■ **DIRECTION**
Render every line of the material below as a numbered list, omitting the blank lines.

■ **RECORDS FOR PROCESSING**
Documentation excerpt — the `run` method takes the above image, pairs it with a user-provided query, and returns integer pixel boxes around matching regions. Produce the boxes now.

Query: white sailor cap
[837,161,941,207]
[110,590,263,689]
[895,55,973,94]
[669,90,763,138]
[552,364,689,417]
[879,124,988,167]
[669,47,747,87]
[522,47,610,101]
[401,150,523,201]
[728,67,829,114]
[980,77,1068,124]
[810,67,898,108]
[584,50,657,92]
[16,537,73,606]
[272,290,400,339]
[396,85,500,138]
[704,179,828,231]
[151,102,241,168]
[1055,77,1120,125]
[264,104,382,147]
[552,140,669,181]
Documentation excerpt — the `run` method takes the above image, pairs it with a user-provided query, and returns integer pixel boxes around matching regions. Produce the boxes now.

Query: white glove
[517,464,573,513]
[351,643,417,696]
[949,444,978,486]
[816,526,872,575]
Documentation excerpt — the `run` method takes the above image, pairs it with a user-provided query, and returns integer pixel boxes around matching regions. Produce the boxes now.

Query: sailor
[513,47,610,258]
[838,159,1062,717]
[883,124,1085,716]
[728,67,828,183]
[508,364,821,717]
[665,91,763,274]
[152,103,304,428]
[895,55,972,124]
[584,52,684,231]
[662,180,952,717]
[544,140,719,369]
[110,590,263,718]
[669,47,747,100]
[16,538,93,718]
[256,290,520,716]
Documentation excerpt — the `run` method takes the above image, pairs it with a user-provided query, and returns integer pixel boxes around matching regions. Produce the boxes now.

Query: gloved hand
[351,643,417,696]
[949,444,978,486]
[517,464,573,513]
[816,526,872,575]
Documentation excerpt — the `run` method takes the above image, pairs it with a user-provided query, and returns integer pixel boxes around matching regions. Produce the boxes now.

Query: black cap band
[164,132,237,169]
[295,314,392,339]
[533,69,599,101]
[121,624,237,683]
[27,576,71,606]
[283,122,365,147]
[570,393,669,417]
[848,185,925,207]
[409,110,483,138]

■ **SOLUTION TO THIS EXERCISE**
1. Documentation excerpt — the `run` method takes the above image, pairs it with a user-provided query, and returns integer pixel boxes around matching regions. Produce the boxes now.
2. Query: white sailor cap
3. [837,161,941,207]
4. [110,590,263,689]
5. [895,55,973,94]
6. [669,90,763,138]
7. [552,364,689,417]
8. [879,124,988,167]
9. [669,47,747,87]
10. [522,47,610,101]
11. [401,150,523,201]
12. [728,67,829,114]
13. [980,77,1068,124]
14. [810,67,898,108]
15. [584,50,657,92]
16. [16,537,73,606]
17. [272,290,400,339]
18. [396,85,500,138]
19. [704,179,828,231]
20. [151,102,241,168]
21. [1055,77,1120,125]
22. [264,104,382,147]
23. [552,140,669,181]
24. Documentation excerpt — the `run` method takes the above image, pairs it with a user-provided query, and returns integer pixel boxes around matching regions. Produce the boxes now.
25. Query: white glove
26. [517,464,573,513]
27. [351,643,417,696]
28. [949,444,978,486]
29. [816,526,872,575]
30. Documentation excerpt — the `run` method takes the above image, pairs it with a user-provided query, and returns integer pixel boxes around matching regions. Produce the boxes now.
31. Query: sailor
32. [513,47,610,258]
33. [838,159,1062,717]
34. [883,124,1085,716]
35. [728,67,828,183]
36. [508,364,821,717]
37. [665,91,763,274]
38. [152,103,304,428]
39. [895,55,972,124]
40. [584,52,684,231]
41. [662,180,952,717]
42. [544,140,719,369]
43. [110,590,263,718]
44. [669,47,747,100]
45. [16,538,93,718]
46. [256,290,520,716]
47. Documentation excerpt — the `run` method takes the above image, pairs it with a user-provided query, and returns integer pixel boxes around matching regions. Produce the boxes now.
48. Query: gloved hand
49. [351,643,417,696]
50. [949,444,978,486]
51. [517,464,573,513]
52. [816,526,872,575]
53. Documentation excerpt — the `run` method takes the above image, pairs it with a user-provided query, and returns integer pixel boxes around matching regions. Produce the boxes now.
54. Query: black cap band
55. [164,132,237,169]
56. [295,314,392,339]
57. [533,69,599,101]
58. [121,624,237,683]
59. [27,576,71,606]
60. [283,122,365,147]
61. [570,393,669,417]
62. [848,185,925,207]
63. [409,110,483,138]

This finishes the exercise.